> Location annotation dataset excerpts
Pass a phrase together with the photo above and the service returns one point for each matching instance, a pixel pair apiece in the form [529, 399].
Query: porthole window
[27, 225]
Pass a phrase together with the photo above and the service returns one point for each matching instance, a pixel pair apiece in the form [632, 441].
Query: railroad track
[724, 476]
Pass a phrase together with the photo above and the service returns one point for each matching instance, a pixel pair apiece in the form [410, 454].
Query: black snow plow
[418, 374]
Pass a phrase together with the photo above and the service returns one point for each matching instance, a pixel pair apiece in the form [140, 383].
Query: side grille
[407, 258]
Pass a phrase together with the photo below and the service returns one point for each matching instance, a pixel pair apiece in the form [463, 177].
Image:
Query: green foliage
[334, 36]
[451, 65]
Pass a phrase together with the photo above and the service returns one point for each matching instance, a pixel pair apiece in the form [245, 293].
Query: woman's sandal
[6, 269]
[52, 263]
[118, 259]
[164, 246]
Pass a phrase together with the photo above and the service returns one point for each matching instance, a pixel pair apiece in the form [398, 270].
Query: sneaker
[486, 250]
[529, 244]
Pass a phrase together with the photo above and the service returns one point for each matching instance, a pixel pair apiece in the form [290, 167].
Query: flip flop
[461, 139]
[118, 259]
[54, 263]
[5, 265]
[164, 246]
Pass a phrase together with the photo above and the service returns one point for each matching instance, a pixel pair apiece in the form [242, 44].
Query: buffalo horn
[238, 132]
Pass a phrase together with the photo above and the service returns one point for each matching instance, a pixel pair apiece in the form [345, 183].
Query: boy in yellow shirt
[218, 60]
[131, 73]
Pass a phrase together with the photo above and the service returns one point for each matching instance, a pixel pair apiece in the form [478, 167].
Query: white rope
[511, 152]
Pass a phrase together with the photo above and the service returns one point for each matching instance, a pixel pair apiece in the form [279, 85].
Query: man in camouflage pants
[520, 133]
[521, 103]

> What to work on
Each line of the material above must be retyped precisely.

> Reply
Pass a phrase together with the photo above and the service returns one point for each matching instance, a pixel pair apiece in the form [529, 399].
Query: porthole window
[27, 225]
Pass a phrase together with the photo above and the service returns one point for each matching instance, a pixel pair apiece in the form [632, 441].
Query: railroad track
[724, 476]
Pass a phrase together with the photo above and the service returns one point for each matching instance, a pixel pair apiece in the form [410, 454].
Query: black snow plow
[418, 374]
Pass a phrase together with the photo above and the service returns one point for each matching instance, a pixel pair apiece in the form [140, 383].
Query: side grille
[407, 258]
Pass a phrase together with the photo below and the service returns one point for each matching instance, a pixel pair apiece in the form [463, 177].
Image:
Query: green foliage
[334, 36]
[451, 65]
Pass a phrase together with the photo above and the service returns one point for each matching instance, a pixel pair apiece in the form [245, 293].
Query: woman's sandal
[6, 269]
[52, 263]
[118, 259]
[164, 246]
Pass a phrase together with the photo above and the service returns one point for each matching instance, a pixel pair apiece in the form [398, 270].
Query: sneaker
[486, 250]
[529, 244]
Pass a phrase together with the photo above and the service returns one point for each matching instance, a pixel pair apiece in the form [290, 167].
Query: flip flop
[461, 139]
[118, 259]
[54, 263]
[5, 265]
[164, 246]
Pass a phrase together with the photo above and the service returns one point for each matching instance, a pixel pair apiece in the form [242, 44].
Query: buffalo horn
[238, 132]
Pass a phrase together with the photo above and the service returns one point for each matching instance, a pixel pair apiece in the form [345, 183].
Query: boy in yellow shirt
[218, 60]
[131, 73]
Pass a phrase together with the photo above and the service returns one point for each matching instance, a pixel pair apiece in the form [478, 167].
Query: white rope
[511, 152]
Pass a phrase together with the photo above and the service returns one point for each matching instance, a pixel pair apiece in the form [279, 85].
Query: man in camouflage pants
[520, 133]
[521, 103]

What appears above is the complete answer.